### WORK TO DO
Convert every line of the entries below into a numbered list, leaving out any blank lines.

### DATA ROWS

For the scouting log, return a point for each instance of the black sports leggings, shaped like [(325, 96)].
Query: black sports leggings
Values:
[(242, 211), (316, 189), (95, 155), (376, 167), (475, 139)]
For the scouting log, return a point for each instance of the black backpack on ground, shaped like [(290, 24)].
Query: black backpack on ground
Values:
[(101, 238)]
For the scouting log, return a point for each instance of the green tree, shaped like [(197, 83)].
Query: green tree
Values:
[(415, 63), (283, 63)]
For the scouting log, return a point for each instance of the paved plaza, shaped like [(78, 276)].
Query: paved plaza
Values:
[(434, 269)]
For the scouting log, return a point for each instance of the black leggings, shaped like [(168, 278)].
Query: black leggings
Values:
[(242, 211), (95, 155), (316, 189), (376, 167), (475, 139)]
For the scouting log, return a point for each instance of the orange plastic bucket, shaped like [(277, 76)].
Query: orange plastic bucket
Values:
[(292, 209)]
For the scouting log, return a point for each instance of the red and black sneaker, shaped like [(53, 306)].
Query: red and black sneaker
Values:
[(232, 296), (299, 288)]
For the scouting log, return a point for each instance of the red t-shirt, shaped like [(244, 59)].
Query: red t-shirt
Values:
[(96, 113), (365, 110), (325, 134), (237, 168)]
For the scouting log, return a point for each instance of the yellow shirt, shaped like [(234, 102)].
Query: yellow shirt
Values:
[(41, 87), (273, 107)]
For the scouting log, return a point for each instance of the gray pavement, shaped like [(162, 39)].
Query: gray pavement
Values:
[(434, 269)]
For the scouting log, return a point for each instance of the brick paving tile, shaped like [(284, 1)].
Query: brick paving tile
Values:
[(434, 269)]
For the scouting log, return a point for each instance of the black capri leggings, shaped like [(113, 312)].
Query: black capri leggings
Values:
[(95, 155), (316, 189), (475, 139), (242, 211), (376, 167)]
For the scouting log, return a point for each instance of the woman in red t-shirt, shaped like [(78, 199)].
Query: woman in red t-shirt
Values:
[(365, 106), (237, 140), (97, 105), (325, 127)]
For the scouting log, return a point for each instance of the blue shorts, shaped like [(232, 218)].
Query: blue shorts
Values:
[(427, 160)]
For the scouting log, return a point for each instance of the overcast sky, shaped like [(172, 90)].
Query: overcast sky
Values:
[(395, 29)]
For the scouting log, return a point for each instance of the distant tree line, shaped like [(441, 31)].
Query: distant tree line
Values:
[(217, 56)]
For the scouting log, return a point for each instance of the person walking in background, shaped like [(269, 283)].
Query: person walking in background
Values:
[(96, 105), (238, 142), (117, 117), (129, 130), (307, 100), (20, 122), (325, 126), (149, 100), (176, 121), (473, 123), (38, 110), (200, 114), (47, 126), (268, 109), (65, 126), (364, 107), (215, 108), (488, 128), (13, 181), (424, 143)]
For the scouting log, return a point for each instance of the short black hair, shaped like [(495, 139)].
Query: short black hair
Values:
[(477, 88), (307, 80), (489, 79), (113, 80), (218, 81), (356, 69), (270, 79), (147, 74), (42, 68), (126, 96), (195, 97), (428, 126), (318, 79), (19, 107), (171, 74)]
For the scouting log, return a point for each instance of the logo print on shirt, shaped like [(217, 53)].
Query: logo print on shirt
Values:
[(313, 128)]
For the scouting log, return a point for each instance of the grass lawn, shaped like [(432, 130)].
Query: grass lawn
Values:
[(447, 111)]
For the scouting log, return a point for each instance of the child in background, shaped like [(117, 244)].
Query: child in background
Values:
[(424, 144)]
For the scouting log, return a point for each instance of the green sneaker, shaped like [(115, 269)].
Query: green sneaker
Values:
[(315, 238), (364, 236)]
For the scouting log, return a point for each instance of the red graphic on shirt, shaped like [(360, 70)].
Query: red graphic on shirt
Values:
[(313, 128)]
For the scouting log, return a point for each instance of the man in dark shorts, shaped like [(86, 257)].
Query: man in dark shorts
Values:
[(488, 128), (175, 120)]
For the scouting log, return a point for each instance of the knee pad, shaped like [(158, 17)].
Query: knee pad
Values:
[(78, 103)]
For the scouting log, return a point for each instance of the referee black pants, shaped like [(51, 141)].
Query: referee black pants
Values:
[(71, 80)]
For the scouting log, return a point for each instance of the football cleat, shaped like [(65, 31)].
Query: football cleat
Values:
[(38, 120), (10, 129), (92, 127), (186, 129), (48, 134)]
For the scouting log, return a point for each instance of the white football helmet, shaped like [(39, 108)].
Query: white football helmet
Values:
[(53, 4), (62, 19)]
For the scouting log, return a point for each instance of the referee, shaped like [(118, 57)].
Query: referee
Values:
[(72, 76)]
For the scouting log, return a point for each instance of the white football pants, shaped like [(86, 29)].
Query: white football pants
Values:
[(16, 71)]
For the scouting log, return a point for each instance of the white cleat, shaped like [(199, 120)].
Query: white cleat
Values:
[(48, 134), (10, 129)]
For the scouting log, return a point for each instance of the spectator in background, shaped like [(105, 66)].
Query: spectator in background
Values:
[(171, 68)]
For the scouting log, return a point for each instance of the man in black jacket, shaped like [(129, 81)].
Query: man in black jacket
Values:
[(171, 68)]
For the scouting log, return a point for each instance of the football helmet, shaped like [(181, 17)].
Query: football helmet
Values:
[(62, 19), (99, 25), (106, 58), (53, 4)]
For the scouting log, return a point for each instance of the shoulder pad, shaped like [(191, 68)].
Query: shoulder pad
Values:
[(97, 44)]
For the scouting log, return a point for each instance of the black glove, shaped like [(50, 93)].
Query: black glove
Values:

### EXERCISE SOLUTION
1. For the scouting log, return a point for each instance of the black sports leggings, shaped like [(325, 96)].
2. Query: black sports leggings
3. Values:
4. [(242, 211), (316, 189), (95, 155), (376, 167), (475, 139)]
5. For the scouting log, return a point for each instance of the black backpack on ground, shaped like [(290, 24)].
6. Query: black backpack on ground
7. Values:
8. [(101, 238)]
9. For the scouting log, return a point for each instance of the green tree, shaped like [(197, 83)].
10. Query: green tree
11. Values:
12. [(415, 63), (283, 63)]
13. For the scouting log, return a point for each instance of the paved plaza, shaped like [(78, 276)].
14. Query: paved plaza
15. Values:
16. [(434, 269)]
17. For the scouting log, return a point for each instance of the black leggings, shaped like [(168, 278)].
18. Query: black leggings
19. Values:
20. [(242, 211), (95, 155), (316, 189), (376, 167), (475, 139)]
21. For the scouting log, return a point for each instance of the orange plastic bucket, shaped like [(277, 76)].
22. Query: orange plastic bucket
23. Values:
24. [(292, 209)]
25. For the scouting log, return a point for each instance of the red and black sneaker, shaped like [(53, 306)].
26. Query: red and black sneaker
27. Values:
28. [(232, 296), (299, 288)]
29. For the scouting log, return a point for each instance of the red t-shirt, shaped like [(244, 59)].
30. Query: red t-shirt
31. Values:
32. [(96, 113), (365, 110), (325, 134), (237, 168)]
33. For the scouting log, return a point for each instance of the yellow shirt, shaped like [(234, 102)].
34. Query: yellow shirt
35. Values:
36. [(41, 87), (273, 107)]
37. For the scouting log, return a point for each instance of the gray pavement, shaped like [(162, 39)].
38. Query: gray pavement
39. Values:
40. [(434, 269)]
41. For the scouting log, return a point for each instance of the brick paving tile, shaped like [(284, 1)].
42. Query: brick paving tile
43. Values:
44. [(434, 269)]
45. For the scouting log, return a point for each instance of the black capri leggings, shaped like [(113, 312)].
46. Query: black capri leggings
47. Values:
48. [(95, 155), (316, 189), (475, 139), (242, 211), (376, 167)]
49. For the scouting log, return a point for each instance of the woman in red t-shirt, shaped like [(78, 199)].
50. Query: woman in red t-shirt
51. Values:
52. [(365, 106), (237, 140), (97, 105), (325, 127)]
53. For the scouting log, return a point for each instance of the blue shorts, shaped like [(232, 218)].
54. Query: blue shorts
55. Values:
56. [(427, 160)]
57. For the scouting log, return a point for each instance of the overcast sky, shaped like [(172, 90)].
58. Query: overcast sky
59. Values:
60. [(395, 29)]
61. For the scouting log, return a point for each instance of the distant tree line, shaped like [(441, 31)].
62. Query: distant tree line
63. Values:
64. [(217, 56)]
65. For the scouting log, return a point for each instance of the person walking in background, shaped like [(269, 283)].
66. Query: person walking in background
67. Values:
68. [(96, 105), (238, 142), (117, 117), (129, 130), (307, 100), (20, 122), (325, 126), (149, 100), (176, 121), (473, 123), (38, 110), (200, 114), (47, 126), (268, 109), (65, 126), (364, 107), (215, 108), (488, 128), (13, 181), (424, 143)]
69. For the scouting log, return a point for each instance of the short black hair, shaped like [(495, 139)].
70. Query: short black hair
71. Values:
72. [(477, 88), (307, 80), (489, 79), (113, 80), (218, 81), (356, 69), (270, 79), (147, 74), (42, 68), (126, 96), (195, 97), (428, 126), (318, 79), (19, 107), (171, 74)]
73. For the scouting log, return a point for each instance of the logo print on shirt, shaped like [(217, 53)].
74. Query: logo print on shirt
75. Values:
76. [(313, 128)]
77. For the scouting log, return a point for each instance of the grass lawn, shaped like [(432, 130)].
78. Query: grass lawn
79. Values:
80. [(447, 111)]
81. For the scouting log, return a point for each instance of the child in background, shaped like [(117, 244)].
82. Query: child in background
83. Values:
84. [(424, 144)]
85. For the scouting log, return a point for each instance of the green sneaker, shaped like [(115, 269)].
86. Query: green sneaker
87. Values:
88. [(315, 238), (364, 236)]
89. For the scouting log, return a point for each instance of the red graphic on shirt, shaped like [(360, 70)].
90. Query: red graphic on shirt
91. Values:
92. [(313, 128)]
93. For the scouting log, return a point for each instance of the man in dark shorts, shaped like [(86, 257)].
94. Query: man in dark shorts
95. Values:
96. [(488, 128), (175, 120)]
97. For the scouting log, return a point for each instance of the knee pad, shaped like [(158, 17)].
98. Query: knee pad
99. Values:
100. [(78, 103)]
101. For the scouting log, return a point for each instance of the referee black pants, shaped like [(51, 141)].
102. Query: referee black pants
103. Values:
104. [(71, 80)]
105. For the scouting log, return a point for each instance of the football cleat, shaped like [(65, 31)].
106. Query: football cleat
107. Values:
108. [(38, 120), (10, 129), (92, 127), (186, 129), (48, 134)]
109. For the scouting log, return a point for each instance of the white football helmet, shaped like [(39, 108)].
110. Query: white football helmet
111. Values:
112. [(53, 4), (62, 19)]
113. For the scouting log, return a point for each instance of the referee, shaped like [(118, 57)].
114. Query: referee
115. Values:
116. [(72, 76)]
117. For the scouting log, return a point for each instance of the white football pants, shaped like [(86, 29)].
118. Query: white football pants
119. Values:
120. [(16, 71)]
121. For the scouting log, return a point for each instance of the white cleat, shaped like [(199, 120)].
122. Query: white cleat
123. Values:
124. [(48, 134), (10, 129)]
125. For the scouting log, return a point for each instance of the spectator in background, shaped like [(105, 66)].
126. Query: spectator in background
127. Values:
128. [(171, 68)]
129. For the scouting log, return a point for each instance of the man in black jacket, shaped like [(129, 81)].
130. Query: man in black jacket
131. Values:
132. [(171, 68)]
133. For the scouting log, return a point for each instance of the football helmet, shaped like [(181, 17)].
134. Query: football helmet
135. Values:
136. [(62, 19), (99, 25), (106, 58), (53, 4)]
137. For the scouting log, return a point for each instance of the shoulder pad, shaped like [(191, 68)].
138. Query: shoulder pad
139. Values:
140. [(97, 44)]
141. For the scouting log, return a point for each instance of the black glove, shaped like [(50, 93)].
142. Query: black glove
143. Values:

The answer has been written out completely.